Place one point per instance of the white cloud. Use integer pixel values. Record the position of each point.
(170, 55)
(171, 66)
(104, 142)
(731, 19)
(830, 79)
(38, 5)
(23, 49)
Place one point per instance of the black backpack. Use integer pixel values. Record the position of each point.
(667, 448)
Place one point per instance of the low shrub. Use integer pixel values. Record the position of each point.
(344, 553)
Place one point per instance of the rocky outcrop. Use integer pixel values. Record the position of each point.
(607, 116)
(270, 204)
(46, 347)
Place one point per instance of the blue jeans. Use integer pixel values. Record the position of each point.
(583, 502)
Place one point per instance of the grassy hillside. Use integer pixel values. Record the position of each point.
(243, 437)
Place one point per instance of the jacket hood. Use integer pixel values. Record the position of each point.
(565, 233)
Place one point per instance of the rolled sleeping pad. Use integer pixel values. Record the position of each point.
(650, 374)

What is required -> Extract every line from the one with "Place one point per instance of the black" down to the final line above, both included, exactly as written.

Result of the task ->
Place one point per instance of the black backpack. Use integer pixel values. Record the position of each point.
(667, 448)
Place one point per instance of the low shrub. Use integer pixel values. Record the position of each point.
(344, 553)
Place one point per instance of the rocky outcrop. Use integer pixel values. Record the position of each point.
(607, 116)
(270, 204)
(46, 347)
Place one point per instance of the blue jeans. Use integer pixel values. Record the position of each point.
(583, 502)
Place one point per instance of the grassy hillside. Use integer pixel values. Record the position of each point.
(243, 437)
Place one point per instance of the jacket hood. Use integer pixel values. Record the position of each point.
(565, 233)
Place one point per instance of the rolled sleeping pad. Use integer pixel values. Record the position of each point.
(650, 374)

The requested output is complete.